▶ Supplied material:
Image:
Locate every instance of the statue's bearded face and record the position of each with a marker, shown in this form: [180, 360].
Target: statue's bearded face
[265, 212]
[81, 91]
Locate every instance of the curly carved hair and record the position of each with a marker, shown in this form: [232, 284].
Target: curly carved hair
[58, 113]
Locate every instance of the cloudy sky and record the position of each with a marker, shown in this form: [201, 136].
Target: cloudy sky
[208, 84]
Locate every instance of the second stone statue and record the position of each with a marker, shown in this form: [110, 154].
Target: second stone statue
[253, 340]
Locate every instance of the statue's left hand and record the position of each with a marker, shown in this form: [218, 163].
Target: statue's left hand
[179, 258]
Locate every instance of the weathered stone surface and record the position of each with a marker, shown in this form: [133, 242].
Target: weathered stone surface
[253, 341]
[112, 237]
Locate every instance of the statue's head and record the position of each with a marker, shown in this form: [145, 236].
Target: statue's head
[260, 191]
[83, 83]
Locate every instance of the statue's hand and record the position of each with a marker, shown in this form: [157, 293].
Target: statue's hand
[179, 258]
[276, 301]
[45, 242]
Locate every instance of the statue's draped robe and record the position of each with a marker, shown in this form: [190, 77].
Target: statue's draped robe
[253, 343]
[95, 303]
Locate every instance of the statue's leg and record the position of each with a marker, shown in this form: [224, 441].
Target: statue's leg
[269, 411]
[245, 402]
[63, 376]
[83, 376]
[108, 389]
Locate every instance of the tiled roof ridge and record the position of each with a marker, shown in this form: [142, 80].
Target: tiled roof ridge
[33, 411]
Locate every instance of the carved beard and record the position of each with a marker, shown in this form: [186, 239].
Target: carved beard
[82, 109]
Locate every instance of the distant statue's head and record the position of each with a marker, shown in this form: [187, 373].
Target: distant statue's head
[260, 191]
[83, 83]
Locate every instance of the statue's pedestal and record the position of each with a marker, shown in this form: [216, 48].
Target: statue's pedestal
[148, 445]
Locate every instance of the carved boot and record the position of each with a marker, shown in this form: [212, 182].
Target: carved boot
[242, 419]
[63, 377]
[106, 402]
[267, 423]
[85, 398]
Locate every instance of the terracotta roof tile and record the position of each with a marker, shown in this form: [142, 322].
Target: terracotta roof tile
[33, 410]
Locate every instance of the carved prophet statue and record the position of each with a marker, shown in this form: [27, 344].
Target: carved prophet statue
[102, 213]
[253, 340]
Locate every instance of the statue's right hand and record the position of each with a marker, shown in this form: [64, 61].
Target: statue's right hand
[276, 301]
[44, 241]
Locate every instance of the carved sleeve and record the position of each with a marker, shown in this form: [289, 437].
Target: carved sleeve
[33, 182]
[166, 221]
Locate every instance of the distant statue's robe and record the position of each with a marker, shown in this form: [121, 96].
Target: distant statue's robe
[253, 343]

▶ Directions: Beginning at the line where "Locate every instance of the terracotta" appears, extract each line through the end of the data above; keep them exact and include nothing else.

▶ The result:
Locate every instance of the terracotta roof tile and record the position of each with a marker, shown in this form: [142, 322].
Target: terracotta roof tile
[33, 410]
Locate every instance of the carved prophet statue and record the position of each with a marker, shown in this form: [27, 344].
Target: carved prophet statue
[102, 213]
[253, 340]
Locate every instance of the statue's right hand and record the position of each with a marker, shown in this form: [64, 61].
Target: statue's right hand
[276, 301]
[44, 241]
Locate every instance of the carved sleeve and record the position of each with a marker, shown in this form: [289, 437].
Target: carved sleeve
[33, 182]
[166, 221]
Locate every instance of the distant statue's robe and record the position of each with a marker, shown in this form: [121, 96].
Target: distant statue's robe
[253, 343]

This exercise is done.